→ **Your task**
Please copy out all of the material below word for word, leaving the pictures out of your answer.

******************************

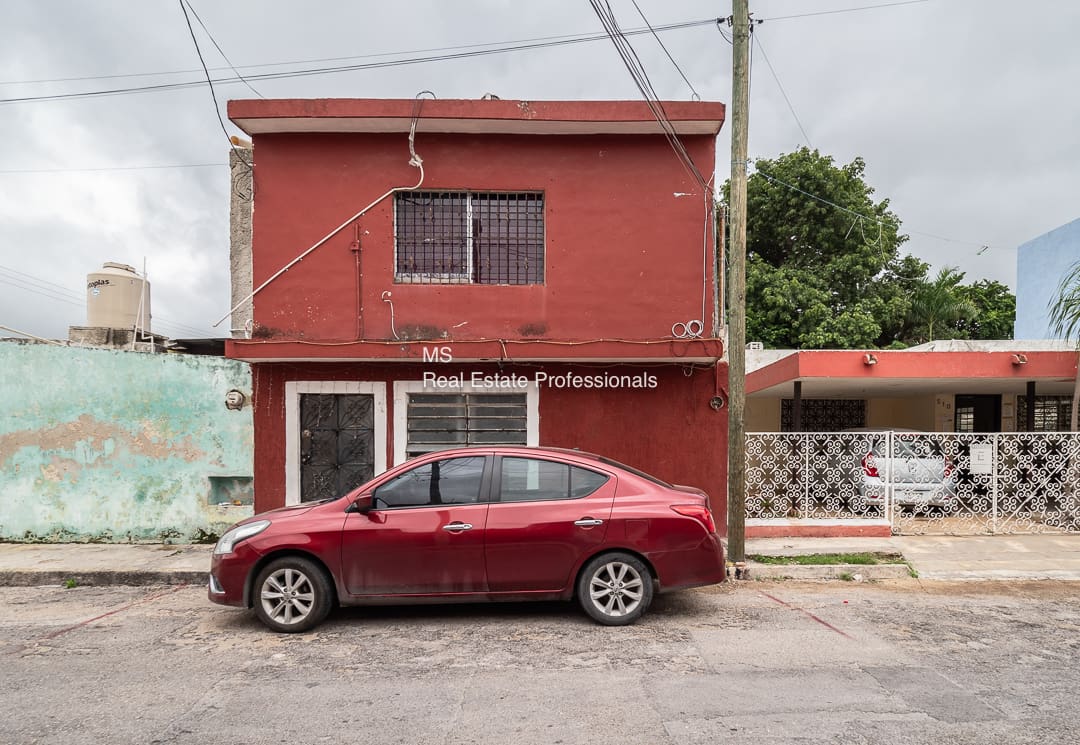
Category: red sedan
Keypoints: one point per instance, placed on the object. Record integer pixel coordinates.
(475, 524)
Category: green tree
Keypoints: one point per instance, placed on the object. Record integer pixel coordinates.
(1065, 322)
(996, 311)
(940, 305)
(823, 266)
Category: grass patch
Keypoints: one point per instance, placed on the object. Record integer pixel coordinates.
(863, 558)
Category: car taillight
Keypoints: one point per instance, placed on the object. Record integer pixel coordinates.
(698, 512)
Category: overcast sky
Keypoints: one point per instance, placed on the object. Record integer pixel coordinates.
(966, 112)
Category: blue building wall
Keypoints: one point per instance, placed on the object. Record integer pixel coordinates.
(1040, 266)
(117, 446)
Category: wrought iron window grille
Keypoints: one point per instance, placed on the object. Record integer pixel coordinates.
(469, 238)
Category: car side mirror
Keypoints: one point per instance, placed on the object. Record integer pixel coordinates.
(361, 505)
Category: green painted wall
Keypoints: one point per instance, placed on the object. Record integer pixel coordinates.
(117, 446)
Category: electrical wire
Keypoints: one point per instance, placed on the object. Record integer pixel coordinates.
(636, 69)
(210, 82)
(847, 10)
(116, 167)
(346, 68)
(791, 108)
(640, 78)
(566, 38)
(659, 41)
(415, 161)
(220, 51)
(861, 216)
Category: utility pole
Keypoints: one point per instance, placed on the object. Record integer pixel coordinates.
(737, 286)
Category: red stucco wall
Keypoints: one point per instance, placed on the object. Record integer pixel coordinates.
(625, 256)
(670, 431)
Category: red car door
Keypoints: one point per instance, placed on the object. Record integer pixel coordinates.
(544, 515)
(423, 536)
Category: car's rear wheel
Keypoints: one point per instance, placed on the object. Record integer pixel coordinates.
(615, 588)
(292, 594)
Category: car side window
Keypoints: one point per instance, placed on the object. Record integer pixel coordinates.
(529, 479)
(454, 481)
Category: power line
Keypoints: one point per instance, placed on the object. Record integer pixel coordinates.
(210, 83)
(657, 37)
(782, 91)
(565, 38)
(847, 10)
(343, 68)
(219, 50)
(640, 78)
(115, 167)
(860, 215)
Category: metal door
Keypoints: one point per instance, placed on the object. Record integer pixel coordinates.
(337, 444)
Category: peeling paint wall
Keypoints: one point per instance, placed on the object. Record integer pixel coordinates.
(116, 446)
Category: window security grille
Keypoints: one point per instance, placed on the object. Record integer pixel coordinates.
(1052, 414)
(480, 238)
(437, 421)
(824, 415)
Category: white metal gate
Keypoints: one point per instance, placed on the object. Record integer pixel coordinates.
(919, 483)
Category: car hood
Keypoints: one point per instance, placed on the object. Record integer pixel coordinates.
(280, 513)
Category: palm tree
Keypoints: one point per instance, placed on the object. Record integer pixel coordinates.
(1065, 322)
(937, 303)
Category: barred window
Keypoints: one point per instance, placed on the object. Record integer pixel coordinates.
(463, 236)
(824, 415)
(1052, 414)
(437, 421)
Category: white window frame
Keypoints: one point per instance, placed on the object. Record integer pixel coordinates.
(293, 391)
(404, 388)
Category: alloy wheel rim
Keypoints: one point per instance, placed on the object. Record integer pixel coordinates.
(616, 588)
(287, 596)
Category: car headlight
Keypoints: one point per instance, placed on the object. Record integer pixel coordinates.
(239, 533)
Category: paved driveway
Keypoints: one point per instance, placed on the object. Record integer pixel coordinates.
(751, 663)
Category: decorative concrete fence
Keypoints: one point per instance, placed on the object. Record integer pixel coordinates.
(915, 482)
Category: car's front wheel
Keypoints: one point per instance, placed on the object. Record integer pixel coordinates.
(292, 595)
(615, 588)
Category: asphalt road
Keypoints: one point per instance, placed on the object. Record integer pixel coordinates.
(760, 662)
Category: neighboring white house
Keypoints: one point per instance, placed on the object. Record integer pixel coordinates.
(1041, 262)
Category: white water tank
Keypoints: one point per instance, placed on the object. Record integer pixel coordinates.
(116, 297)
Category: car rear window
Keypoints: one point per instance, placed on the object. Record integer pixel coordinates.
(634, 471)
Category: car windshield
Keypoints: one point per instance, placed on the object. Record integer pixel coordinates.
(634, 471)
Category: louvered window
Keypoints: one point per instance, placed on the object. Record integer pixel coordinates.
(473, 238)
(437, 421)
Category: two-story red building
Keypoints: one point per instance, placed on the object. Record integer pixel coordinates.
(496, 271)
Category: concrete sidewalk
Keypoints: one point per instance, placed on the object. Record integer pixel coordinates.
(933, 557)
(36, 564)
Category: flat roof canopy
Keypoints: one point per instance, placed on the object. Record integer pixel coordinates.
(461, 116)
(850, 374)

******************************

→ **Full answer**
Category: red sedan
Keypoints: one point per instance, placed on the object. Record integer pixel coordinates.
(475, 524)
Category: green tree
Keypoints: one point per instance, placed on the object. Record integer pixel coordinates.
(1065, 322)
(996, 311)
(940, 305)
(823, 266)
Category: grass patch
Keypoints: one point per instance, placed on the object. Record integer pixel coordinates.
(863, 558)
Category: car taillight
Keypoints: one point per instance, placed on the object. Record integer pixel coordinates.
(698, 512)
Category: overcast sky
Keypoints: one point per instance, placed on the object. Record integer pixel coordinates.
(966, 112)
Category: blue building wall
Keypoints: one point per instance, placed on the object. Record integer pixel coordinates.
(1040, 266)
(117, 446)
Category: wrought iron window grille
Keypoints: one point per instance, placed on the object. Record integer pixel coordinates.
(469, 238)
Category: car side mirror
Keypoints: one point per instance, placed on the object. Record integer pixel coordinates.
(361, 505)
Category: green painted wall
Keypoints: one point per instance, placed on the object. Record integer pixel coordinates.
(117, 446)
Category: electrical wire
Keypoints: one point per instance, placed on the object. Record integer pixel coordinates.
(636, 69)
(210, 82)
(847, 10)
(116, 167)
(346, 68)
(791, 108)
(640, 78)
(566, 38)
(659, 41)
(415, 161)
(220, 51)
(861, 216)
Category: utility pole
Keypoints: one point per instance, placed on the object. Record integer pixel coordinates.
(737, 286)
Category: red stucco wall
Keypoints: one point per instance, placed on the object. Record integer pixel coordinates.
(625, 256)
(670, 431)
Category: red car door
Keypoints: one point per instance, placed on the object. Record integer pixel coordinates.
(544, 515)
(423, 536)
Category: car's rear wheel
Keypoints: one point per instance, placed on the object. Record integer pixel coordinates.
(615, 588)
(292, 594)
Category: car side window
Keypoints: one point per instance, placed on the object. Record integer pixel coordinates.
(529, 479)
(454, 481)
Category: power line
Keypoints: one point per instance, placed on the object. Record integer pixel coordinates.
(210, 83)
(657, 37)
(782, 91)
(565, 38)
(847, 10)
(343, 68)
(219, 50)
(640, 78)
(115, 167)
(860, 215)
Category: metal door
Keypoints: one point per instance, placed on the object. Record integer pixel coordinates.
(337, 444)
Category: peeling paint wall
Keypoints: one point per instance, placed on the object. Record integer pixel coordinates.
(116, 446)
Category: window security grille
Keypoints: one point per instance, placed on the object. Record integer pixel coordinates.
(1052, 414)
(480, 238)
(437, 421)
(824, 415)
Category: white metal gate
Keypoints: one point per instance, placed on the object. Record integer pixel coordinates.
(919, 483)
Category: car hood
Keypoints: one point per instance, placed on the object. Record integer pixel coordinates.
(280, 513)
Category: palm tree
Keypoints: one point per instance, placed on the object. Record integer pixel coordinates.
(1065, 322)
(937, 303)
Category: barred window
Keypoints: one point per instance, placed on the object. Record integer pixel coordinates.
(463, 236)
(824, 415)
(1052, 414)
(437, 421)
Category: white window frame
Keypoints: one point per instance, placed on the object. Record integer pixel coordinates.
(293, 391)
(404, 388)
Category: alloy wheel rim
Keypoints: one point per instance, placed on the object. Record integer pixel coordinates.
(616, 588)
(287, 596)
Category: car headlight
Keypoints: one point per instance, placed on the object. Record integer pixel coordinates.
(239, 533)
Category: paved driveway
Keypoints: one point per instance, placed on the object. Record integer pixel coordinates.
(751, 663)
Category: decorative concrete fence
Keypoints: one point per instance, placed on the object. Record integer pixel coordinates.
(915, 482)
Category: car's front wheel
Keypoints: one point per instance, placed on the object. Record integer pixel coordinates.
(292, 595)
(615, 588)
Category: asphalt road
Keypoints: one point per instance, placed on the object. Record integer pixel coordinates.
(760, 662)
Category: neighboring white house
Keypoints: one point per instance, placed on the object. Record integer pixel coordinates.
(1041, 262)
Category: white water tank
Keypoints: one point per instance, placed on the object. Record integer pixel coordinates.
(116, 297)
Category: car rear window
Keypoints: one point per instance, placed on the object. Record integer pixel coordinates.
(634, 471)
Category: car windshield
Keypoints: one point per instance, placed on the object. Record integer pixel coordinates.
(634, 471)
Category: louvered window
Keypoints: one point per instance, placed on the object. Record integer pixel coordinates.
(473, 238)
(437, 421)
Category: two-story red building
Keypoints: one point per instance, placed on the object. Record integer pixel coordinates.
(496, 271)
Category: concrete sidewalk
Keypoints: one point per instance, placed on the object. Record integer pixel coordinates.
(933, 557)
(36, 564)
Category: flat roof canopy
Keypoints: one point per instance, placed on the object. Record integer pixel coordinates.
(461, 116)
(850, 374)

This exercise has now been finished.